Directions for this task> Recast every line of the records below as a numbered list, and drop any blank lines.

Extracts from a box-labeled dataset
•••

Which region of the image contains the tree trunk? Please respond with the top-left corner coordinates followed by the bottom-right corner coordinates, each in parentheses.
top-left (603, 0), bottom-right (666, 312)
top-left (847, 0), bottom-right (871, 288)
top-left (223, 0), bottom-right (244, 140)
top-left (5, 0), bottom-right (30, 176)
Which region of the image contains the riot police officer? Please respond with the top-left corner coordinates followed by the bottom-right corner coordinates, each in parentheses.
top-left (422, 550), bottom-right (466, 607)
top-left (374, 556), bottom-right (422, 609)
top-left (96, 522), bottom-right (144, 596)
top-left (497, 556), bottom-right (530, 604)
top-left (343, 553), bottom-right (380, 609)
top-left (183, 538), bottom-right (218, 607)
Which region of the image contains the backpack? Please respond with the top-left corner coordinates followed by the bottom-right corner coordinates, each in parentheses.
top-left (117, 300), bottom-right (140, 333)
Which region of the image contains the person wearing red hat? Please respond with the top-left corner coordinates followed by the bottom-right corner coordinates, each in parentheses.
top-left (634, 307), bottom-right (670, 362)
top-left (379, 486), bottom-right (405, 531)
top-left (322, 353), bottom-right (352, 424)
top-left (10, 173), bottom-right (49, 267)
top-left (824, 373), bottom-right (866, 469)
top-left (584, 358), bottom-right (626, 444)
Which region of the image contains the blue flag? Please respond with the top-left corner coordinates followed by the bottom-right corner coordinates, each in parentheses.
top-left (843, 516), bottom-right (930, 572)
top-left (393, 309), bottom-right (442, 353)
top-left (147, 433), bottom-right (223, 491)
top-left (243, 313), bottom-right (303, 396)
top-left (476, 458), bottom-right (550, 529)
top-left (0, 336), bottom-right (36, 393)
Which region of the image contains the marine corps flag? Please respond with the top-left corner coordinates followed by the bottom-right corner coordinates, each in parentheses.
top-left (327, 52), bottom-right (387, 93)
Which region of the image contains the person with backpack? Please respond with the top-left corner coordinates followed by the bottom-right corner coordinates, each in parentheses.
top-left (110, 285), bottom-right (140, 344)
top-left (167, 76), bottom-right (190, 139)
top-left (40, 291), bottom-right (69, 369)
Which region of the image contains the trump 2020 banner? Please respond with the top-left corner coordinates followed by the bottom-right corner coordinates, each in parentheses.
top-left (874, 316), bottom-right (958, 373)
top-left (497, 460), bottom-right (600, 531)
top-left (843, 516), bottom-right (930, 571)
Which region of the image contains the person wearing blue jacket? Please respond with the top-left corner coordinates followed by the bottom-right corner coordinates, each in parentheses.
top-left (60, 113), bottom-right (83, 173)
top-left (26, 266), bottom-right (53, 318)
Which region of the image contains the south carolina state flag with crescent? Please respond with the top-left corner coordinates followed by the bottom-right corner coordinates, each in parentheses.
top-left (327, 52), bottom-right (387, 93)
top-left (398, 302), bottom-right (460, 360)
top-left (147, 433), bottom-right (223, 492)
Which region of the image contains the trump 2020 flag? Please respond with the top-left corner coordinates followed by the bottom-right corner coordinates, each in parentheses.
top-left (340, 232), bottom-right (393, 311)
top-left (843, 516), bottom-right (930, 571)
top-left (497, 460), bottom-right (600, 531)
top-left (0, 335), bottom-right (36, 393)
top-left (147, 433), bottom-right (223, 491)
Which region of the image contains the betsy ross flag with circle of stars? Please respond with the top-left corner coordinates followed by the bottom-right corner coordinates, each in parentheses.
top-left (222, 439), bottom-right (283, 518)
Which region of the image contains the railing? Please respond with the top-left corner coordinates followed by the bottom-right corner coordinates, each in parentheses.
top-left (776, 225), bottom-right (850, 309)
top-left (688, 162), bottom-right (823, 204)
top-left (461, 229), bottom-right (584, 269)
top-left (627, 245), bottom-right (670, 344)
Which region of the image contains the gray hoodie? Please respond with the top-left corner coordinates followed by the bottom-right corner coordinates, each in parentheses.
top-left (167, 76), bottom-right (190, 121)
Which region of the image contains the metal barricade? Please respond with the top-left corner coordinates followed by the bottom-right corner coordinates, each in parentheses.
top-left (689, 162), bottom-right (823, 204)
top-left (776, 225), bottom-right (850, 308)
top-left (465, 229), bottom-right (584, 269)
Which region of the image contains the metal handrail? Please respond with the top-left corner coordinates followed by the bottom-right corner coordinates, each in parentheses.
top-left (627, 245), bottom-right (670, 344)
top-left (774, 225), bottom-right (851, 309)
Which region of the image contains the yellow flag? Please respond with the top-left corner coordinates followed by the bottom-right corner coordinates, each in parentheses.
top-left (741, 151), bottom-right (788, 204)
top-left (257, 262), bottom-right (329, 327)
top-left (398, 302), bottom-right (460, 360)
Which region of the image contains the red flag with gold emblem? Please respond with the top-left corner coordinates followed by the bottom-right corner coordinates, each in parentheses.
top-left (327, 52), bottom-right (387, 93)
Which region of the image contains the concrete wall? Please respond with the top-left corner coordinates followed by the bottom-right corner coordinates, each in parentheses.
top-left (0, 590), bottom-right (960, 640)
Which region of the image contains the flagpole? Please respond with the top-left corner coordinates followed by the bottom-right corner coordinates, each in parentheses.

•••

Answer to this exercise>
1. Which region of the image contains the tree trunk? Please respond with the top-left corner coordinates followed by the bottom-right corner coordinates, each in parentheses.
2. top-left (603, 0), bottom-right (666, 312)
3. top-left (847, 0), bottom-right (871, 288)
4. top-left (223, 0), bottom-right (244, 140)
5. top-left (5, 0), bottom-right (30, 176)
6. Which region of the image contains the riot police officer? Please respond with the top-left corner coordinates followed by the bottom-right corner coordinates, each in parentheses.
7. top-left (422, 550), bottom-right (466, 607)
8. top-left (374, 556), bottom-right (422, 609)
9. top-left (96, 522), bottom-right (144, 596)
10. top-left (497, 556), bottom-right (530, 604)
11. top-left (343, 553), bottom-right (380, 609)
12. top-left (183, 538), bottom-right (218, 607)
13. Which region of the image contains the backpack? Please respond with the top-left corner coordinates followed by the bottom-right corner coordinates, each in parentheses.
14. top-left (117, 300), bottom-right (140, 333)
15. Which region of the image contains the person wearing red hat? Please respond with the top-left corner coordinates followed by the bottom-right corner coordinates, each in parentheses.
16. top-left (634, 307), bottom-right (670, 362)
17. top-left (379, 486), bottom-right (405, 531)
18. top-left (322, 353), bottom-right (352, 424)
19. top-left (10, 173), bottom-right (49, 267)
20. top-left (824, 373), bottom-right (866, 469)
21. top-left (584, 358), bottom-right (626, 444)
22. Which region of the image contains the blue flag? Please respond with the top-left corner coordinates followed by the bottom-right corner coordinates, each in parentheses.
23. top-left (843, 516), bottom-right (930, 572)
24. top-left (393, 309), bottom-right (442, 353)
25. top-left (147, 433), bottom-right (223, 491)
26. top-left (243, 313), bottom-right (303, 396)
27. top-left (476, 458), bottom-right (550, 529)
28. top-left (0, 336), bottom-right (36, 393)
29. Which region of the image contains the marine corps flag? Please respond with the top-left corner coordinates followed by the bottom-right corner coordinates, each in parentheses.
30. top-left (327, 52), bottom-right (387, 93)
31. Which region of the image contains the person with backpack? Please respond with the top-left corner coordinates followed by the bottom-right corner coordinates, each in parentheses.
32. top-left (110, 285), bottom-right (140, 344)
33. top-left (167, 76), bottom-right (190, 139)
34. top-left (40, 291), bottom-right (69, 369)
35. Which region of the image contains the trump 2020 banner? Please respond with the top-left corner coordinates followed by the bottom-right corner coordinates, each in parentheses.
36. top-left (874, 316), bottom-right (958, 373)
37. top-left (497, 460), bottom-right (600, 531)
38. top-left (843, 516), bottom-right (930, 571)
39. Which region of the image contains the person wearing blue jacket? Please respond with the top-left corner coordinates followed by the bottom-right corner coordinates, each in parentheses.
40. top-left (60, 113), bottom-right (83, 173)
41. top-left (26, 266), bottom-right (53, 318)
42. Which region of the image contains the south carolina state flag with crescent? Please respond with the top-left corner coordinates followed by the bottom-right corner coordinates, each in parentheses.
43. top-left (327, 52), bottom-right (387, 93)
44. top-left (398, 302), bottom-right (460, 360)
45. top-left (147, 433), bottom-right (223, 492)
46. Which region of the image contains the trump 2020 flag? Please respond with the top-left corner coordinates followed by the bottom-right corner coordinates, each in parentheses.
47. top-left (340, 232), bottom-right (393, 311)
48. top-left (843, 516), bottom-right (930, 571)
49. top-left (497, 460), bottom-right (600, 531)
50. top-left (0, 335), bottom-right (36, 393)
51. top-left (147, 433), bottom-right (223, 491)
52. Which region of the image contains the betsy ross flag with circle of stars? Please respond with the top-left corner coordinates followed by the bottom-right corner coordinates, each in parentheses.
53. top-left (222, 439), bottom-right (283, 518)
54. Which region of the image contains the railing? Please respond with the top-left corner coordinates followed by the bottom-right corner coordinates, each in parentheses.
55. top-left (776, 225), bottom-right (850, 309)
56. top-left (688, 162), bottom-right (823, 204)
57. top-left (461, 229), bottom-right (584, 269)
58. top-left (627, 245), bottom-right (670, 344)
59. Which region of the image contains the gray hoodie? Please respond with the top-left corner coordinates followed by the bottom-right corner coordinates, each in parentheses.
60. top-left (167, 76), bottom-right (190, 121)
61. Which region of the image contains the metal barricade? Please respond with the top-left corner coordinates followed by the bottom-right corner coordinates, each in parentheses.
62. top-left (689, 162), bottom-right (823, 204)
63. top-left (776, 225), bottom-right (850, 308)
64. top-left (465, 229), bottom-right (584, 269)
65. Which region of the image contains the metal handrail? Please respond with the top-left corner coordinates followed by the bottom-right corner coordinates, each in parentheses.
66. top-left (627, 245), bottom-right (670, 344)
67. top-left (774, 225), bottom-right (851, 309)
68. Which region of the image contains the yellow flag? Please respond with the top-left corner coordinates followed by the bottom-right corner coordinates, each in parentheses.
69. top-left (741, 151), bottom-right (788, 204)
70. top-left (257, 262), bottom-right (329, 327)
71. top-left (398, 302), bottom-right (460, 360)
72. Which region of the image contains the red flag with gold emblem? Please respond with the top-left corner coordinates followed by the bottom-right corner coordinates, each in parentheses.
73. top-left (327, 52), bottom-right (387, 93)
74. Which region of the image contains the concrete wall? Please respond with the top-left corner coordinates followed by the bottom-right corner coordinates, each in parentheses.
75. top-left (0, 590), bottom-right (960, 640)
76. Which region of the image contains the flagpole? Please respond with the top-left corner coordinates followed by the bottom-right corner coordinates, each in parentheses.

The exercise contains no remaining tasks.